TO DO:
Beginning with the line where "crowd in background" appears, retype every remaining line of the data below, both the first and last included.

TASK INPUTS:
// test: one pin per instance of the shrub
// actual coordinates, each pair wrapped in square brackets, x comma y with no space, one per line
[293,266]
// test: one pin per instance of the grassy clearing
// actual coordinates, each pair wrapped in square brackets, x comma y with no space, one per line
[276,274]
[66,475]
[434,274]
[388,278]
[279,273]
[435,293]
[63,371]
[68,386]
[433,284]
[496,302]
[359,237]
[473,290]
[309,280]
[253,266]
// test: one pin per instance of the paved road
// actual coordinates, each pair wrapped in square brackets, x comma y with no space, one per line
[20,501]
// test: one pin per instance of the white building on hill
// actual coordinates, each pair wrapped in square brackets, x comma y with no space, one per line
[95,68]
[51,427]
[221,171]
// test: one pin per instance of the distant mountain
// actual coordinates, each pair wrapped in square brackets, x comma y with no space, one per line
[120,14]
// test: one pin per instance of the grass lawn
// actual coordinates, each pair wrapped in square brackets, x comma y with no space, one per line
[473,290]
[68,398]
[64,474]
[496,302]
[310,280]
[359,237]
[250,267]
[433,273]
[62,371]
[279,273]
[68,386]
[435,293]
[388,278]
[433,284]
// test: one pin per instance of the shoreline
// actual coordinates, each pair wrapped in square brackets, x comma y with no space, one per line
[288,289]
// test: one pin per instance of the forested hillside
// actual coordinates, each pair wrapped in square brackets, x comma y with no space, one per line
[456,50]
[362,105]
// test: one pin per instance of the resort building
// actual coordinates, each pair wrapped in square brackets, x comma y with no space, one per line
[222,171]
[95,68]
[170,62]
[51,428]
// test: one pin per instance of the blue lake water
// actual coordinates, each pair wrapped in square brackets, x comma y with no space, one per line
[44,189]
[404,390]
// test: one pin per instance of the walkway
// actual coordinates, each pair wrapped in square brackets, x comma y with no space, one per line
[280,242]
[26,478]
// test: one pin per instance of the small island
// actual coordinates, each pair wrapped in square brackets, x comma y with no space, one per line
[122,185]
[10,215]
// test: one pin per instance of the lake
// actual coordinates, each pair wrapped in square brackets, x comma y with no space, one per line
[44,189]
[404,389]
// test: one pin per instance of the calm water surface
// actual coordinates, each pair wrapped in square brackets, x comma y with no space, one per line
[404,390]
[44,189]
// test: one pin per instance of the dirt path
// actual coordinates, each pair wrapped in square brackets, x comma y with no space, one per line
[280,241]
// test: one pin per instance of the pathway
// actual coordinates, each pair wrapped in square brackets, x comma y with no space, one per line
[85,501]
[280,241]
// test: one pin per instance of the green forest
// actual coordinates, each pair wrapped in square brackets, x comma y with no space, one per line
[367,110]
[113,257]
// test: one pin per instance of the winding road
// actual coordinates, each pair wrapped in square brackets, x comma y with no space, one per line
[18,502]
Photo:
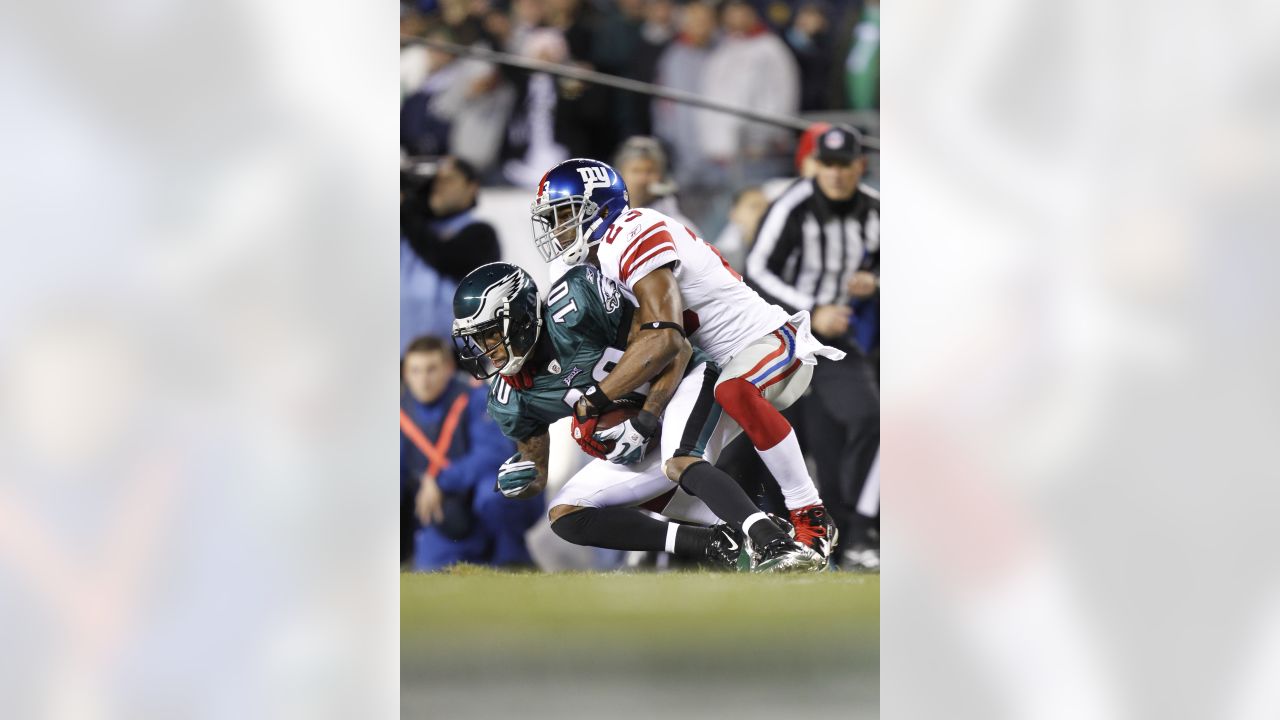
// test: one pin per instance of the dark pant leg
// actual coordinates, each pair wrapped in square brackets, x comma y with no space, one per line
[743,463]
[842,417]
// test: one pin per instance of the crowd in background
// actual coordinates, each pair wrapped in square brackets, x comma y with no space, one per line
[469,126]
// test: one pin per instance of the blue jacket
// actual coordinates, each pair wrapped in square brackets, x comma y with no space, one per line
[478,447]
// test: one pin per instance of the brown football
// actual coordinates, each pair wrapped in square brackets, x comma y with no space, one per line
[613,418]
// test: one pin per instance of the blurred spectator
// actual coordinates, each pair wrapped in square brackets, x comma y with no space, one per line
[558,118]
[681,67]
[862,68]
[807,165]
[810,41]
[440,242]
[414,60]
[461,108]
[744,219]
[449,456]
[749,68]
[531,137]
[818,250]
[643,164]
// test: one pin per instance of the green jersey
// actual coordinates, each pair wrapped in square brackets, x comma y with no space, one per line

RESULT BELOW:
// test: one pin per instance of the crowd in background
// actual coordinates, each pair wrapped in square brackets, x comma y with no space, one per line
[469,126]
// test: one pin per instance of the blue jacket
// actual coordinates, each pair wrapped in square brackets, x comma y with no space, one per line
[478,447]
// test: one pin per instance of the brown football
// actual coordinates, each pair wrapped in square brackets, x comma y with no space, one per line
[613,418]
// test: one pin per instance of the blurred spectator
// actual coordinates, each pair wrapped in square brackets, x comma y with no space, one per line
[558,118]
[681,67]
[862,68]
[807,165]
[810,41]
[440,242]
[414,60]
[461,108]
[744,219]
[449,456]
[749,68]
[531,137]
[818,250]
[643,164]
// test: one pin per instance of the green jersey
// actual coordinates, each pair wrapped in square brackets, x comma y with no space, one per line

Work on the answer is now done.